> [DATA SUPPLIED]:
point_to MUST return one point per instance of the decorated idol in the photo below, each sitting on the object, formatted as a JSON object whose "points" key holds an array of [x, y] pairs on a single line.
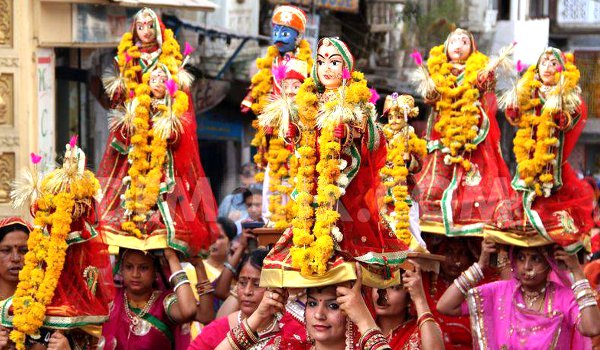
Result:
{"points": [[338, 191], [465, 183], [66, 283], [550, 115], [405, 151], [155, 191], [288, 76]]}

---

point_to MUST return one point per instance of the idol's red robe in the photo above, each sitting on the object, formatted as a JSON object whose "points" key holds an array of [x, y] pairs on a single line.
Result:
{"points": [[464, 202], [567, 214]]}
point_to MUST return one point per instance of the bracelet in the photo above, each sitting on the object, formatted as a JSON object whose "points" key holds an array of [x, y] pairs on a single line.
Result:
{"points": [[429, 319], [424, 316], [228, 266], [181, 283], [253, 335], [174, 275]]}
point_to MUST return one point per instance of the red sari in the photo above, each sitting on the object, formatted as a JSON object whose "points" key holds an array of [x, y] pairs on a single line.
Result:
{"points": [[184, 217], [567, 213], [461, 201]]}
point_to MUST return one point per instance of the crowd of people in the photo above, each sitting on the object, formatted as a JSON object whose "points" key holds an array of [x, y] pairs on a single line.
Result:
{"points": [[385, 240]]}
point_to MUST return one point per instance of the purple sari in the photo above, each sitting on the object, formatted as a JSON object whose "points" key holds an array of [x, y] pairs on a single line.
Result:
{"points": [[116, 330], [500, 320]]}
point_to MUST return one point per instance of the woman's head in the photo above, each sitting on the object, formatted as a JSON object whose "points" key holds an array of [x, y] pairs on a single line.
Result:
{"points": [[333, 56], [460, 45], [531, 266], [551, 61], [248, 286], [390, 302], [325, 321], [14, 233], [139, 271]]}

> [TASK DIRECTIONS]: Show each line of the rows above that contains the word "sari". Treat uppercase and lowercase as different.

> [FINAL RESULT]:
point_to MUST return one point per instance of the red sari in the photo above, each sitting on the object, formatted as a JSON object whose "points" key holds an array of [x, y] pairs on a single line.
point_to MUST return one point per instance of the purple sari in the photo above, each sitting on the object, formatted as a JSON object whose "points" key holds an array of [x, y] pairs on a single line.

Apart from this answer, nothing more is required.